*WHAT IS REQUIRED*:
Can you transcribe every line exactly and leave the pictures behind?

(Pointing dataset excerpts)
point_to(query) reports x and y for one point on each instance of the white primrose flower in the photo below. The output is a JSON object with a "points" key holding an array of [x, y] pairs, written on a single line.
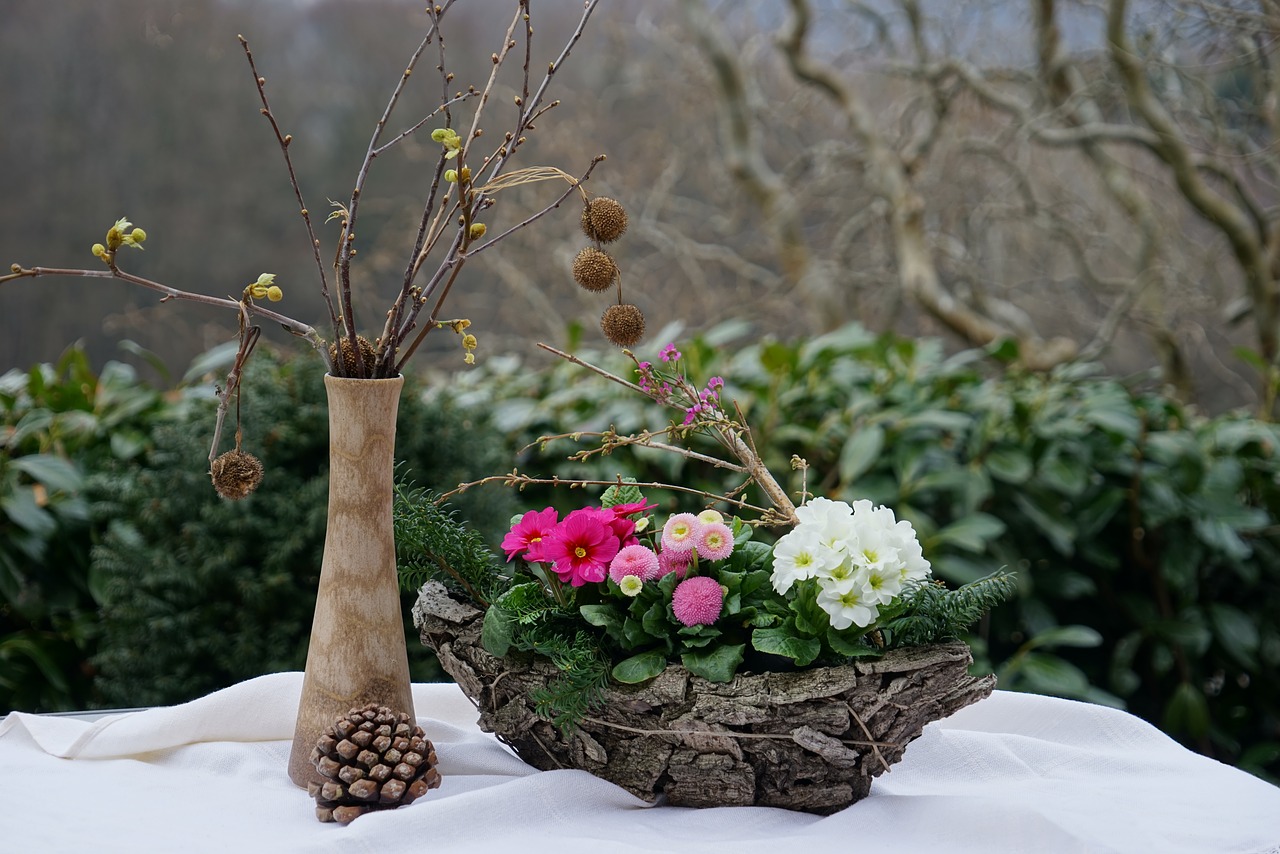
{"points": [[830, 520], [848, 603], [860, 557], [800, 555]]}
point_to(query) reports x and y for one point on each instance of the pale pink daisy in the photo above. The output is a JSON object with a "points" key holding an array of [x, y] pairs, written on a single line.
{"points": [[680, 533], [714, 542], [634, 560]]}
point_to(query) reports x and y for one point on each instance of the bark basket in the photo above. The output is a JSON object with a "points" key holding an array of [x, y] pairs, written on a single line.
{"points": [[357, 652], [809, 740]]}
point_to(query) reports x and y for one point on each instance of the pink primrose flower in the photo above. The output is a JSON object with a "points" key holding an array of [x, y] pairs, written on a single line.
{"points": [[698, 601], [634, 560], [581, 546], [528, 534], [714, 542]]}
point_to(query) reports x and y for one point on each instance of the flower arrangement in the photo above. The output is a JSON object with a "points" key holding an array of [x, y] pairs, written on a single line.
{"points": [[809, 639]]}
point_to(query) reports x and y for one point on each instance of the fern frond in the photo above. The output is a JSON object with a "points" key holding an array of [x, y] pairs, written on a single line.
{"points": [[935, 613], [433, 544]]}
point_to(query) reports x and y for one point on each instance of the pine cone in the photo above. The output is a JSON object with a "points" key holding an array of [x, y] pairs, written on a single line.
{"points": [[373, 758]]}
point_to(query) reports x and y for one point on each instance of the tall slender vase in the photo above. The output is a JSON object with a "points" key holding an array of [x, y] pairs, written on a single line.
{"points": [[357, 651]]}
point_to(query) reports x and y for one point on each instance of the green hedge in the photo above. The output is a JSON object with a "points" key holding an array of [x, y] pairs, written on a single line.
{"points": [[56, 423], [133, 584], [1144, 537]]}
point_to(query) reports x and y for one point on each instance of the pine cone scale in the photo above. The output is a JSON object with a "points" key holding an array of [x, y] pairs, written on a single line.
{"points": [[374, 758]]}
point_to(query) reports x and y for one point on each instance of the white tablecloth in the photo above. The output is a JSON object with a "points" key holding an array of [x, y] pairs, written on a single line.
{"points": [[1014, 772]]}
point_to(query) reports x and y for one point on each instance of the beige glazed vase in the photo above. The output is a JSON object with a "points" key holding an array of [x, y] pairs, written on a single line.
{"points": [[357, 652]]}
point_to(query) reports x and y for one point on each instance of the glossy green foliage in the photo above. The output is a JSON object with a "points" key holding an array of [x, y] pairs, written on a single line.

*TASK ANSWER*:
point_to(query) reports x and y for one point on each instance of the white primrose flower in the photo below. The output is a JSON object with a "points" key holding an array of [x, y] pairs, written on a single line.
{"points": [[830, 520], [848, 603], [860, 557], [800, 555]]}
point_to(query) reports x and y for one point on each instance of the pale pink daisy in the photo above. The output is a JSON object with a "points" key holding an array of [x, y] pairs, written on a single line.
{"points": [[680, 533], [714, 542], [634, 560]]}
point_to(query) reports x and y for one point on each instance of the bark basket in the photo above. The output is a JSON object with a "points" key holding an array of [x, y] pairs, written on a single line.
{"points": [[357, 652], [809, 740]]}
point_to(query) reports x and y for one point on each instance of the pink primrose flower in the photo above. The output is a JSON object with a "points" key holding an array of [x, y] pairs, written on a single line.
{"points": [[698, 601], [634, 560], [581, 546], [528, 534], [714, 542]]}
point_to(query) reports x and y for one point on each instance of the flower arrangement in the photo above. The output is a JSON object with a "points" key holding an array of [x, y] pairs, written on a single line.
{"points": [[809, 639]]}
point_to(query) reports x and y for one point on each instance of the fern frond in the photo above. The output is a JSON object with a "points" key holding an array of [x, y] pairs, written on a single line.
{"points": [[935, 613], [433, 544]]}
point_to(query) reports x and y for one point on each instance of the pine cone in the photo above. The output is a JSON object with a "points" key holding an array of [x, y] pairs, written on a single line.
{"points": [[373, 758]]}
point_to(query) reports x and y for one point on each instance of the tall slender vase in the photo above. The output is a JSON object with a "points" key holding an array of [x, y] pairs, written on a single line.
{"points": [[357, 651]]}
point_to(query) reports x and y for one point on each instance of the green hedge in the photo above. The output is a JSON object with a "points" key holding an array of [x, y] pairs, written on a single line.
{"points": [[56, 423], [133, 584], [1144, 537]]}
point_to(query) reports x and y for one point on each instance of the pine cone scale in the photo above. The output is a JSON object with a "points" key holding an array of [x, y] pairs, written on a single line.
{"points": [[374, 758]]}
point_to(query) reports x and y for one point on each instance of the white tablecloth in the photo above. The output is a JSON object with a "points" key holding an array of [x, y] pairs, written on a single line.
{"points": [[1014, 772]]}
point_to(query) reports x and y for one point on each instance of the beige glazed vase in the photo above. The output is a JSON object with a "points" key holding an array of [x, y] pairs, written on a single line.
{"points": [[357, 652]]}
point_to(query) reports x and y for one point on each instance of the glossy green foliage in the photo above. The output is a JSON object with a "points" key holding an array of [x, y] pairs, written on a single line.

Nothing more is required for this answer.